# INSTRUCTION:
In full and without alteration, give the listing again.

[Stored data]
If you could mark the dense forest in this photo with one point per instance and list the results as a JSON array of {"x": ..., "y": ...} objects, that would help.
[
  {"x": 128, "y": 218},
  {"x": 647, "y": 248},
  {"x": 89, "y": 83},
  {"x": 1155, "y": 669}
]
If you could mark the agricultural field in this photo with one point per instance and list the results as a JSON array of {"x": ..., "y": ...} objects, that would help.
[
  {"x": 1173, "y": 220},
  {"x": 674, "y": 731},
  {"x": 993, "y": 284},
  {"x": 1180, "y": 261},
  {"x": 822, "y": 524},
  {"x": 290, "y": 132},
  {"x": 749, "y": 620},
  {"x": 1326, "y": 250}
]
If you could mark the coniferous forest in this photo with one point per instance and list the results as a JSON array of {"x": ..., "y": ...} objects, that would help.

# COMPLETE ANSWER:
If you could mark the dense forest in this photo with one point per instance and list the results as a JSON array of {"x": ..., "y": ...} objects, that would help.
[
  {"x": 128, "y": 218},
  {"x": 647, "y": 248},
  {"x": 89, "y": 83},
  {"x": 1155, "y": 669}
]
If you could mark the agricultural field in this photo with one point per instance and list the results as a JSON array of {"x": ..., "y": ...} objects, that would help.
[
  {"x": 1173, "y": 220},
  {"x": 674, "y": 731},
  {"x": 993, "y": 284},
  {"x": 1180, "y": 261},
  {"x": 822, "y": 524},
  {"x": 290, "y": 132},
  {"x": 749, "y": 620},
  {"x": 1326, "y": 250}
]
If you could mark the coniferous forest in this photo with one point per instance and list the results as a JSON array of {"x": ..., "y": ...} objects, that would help.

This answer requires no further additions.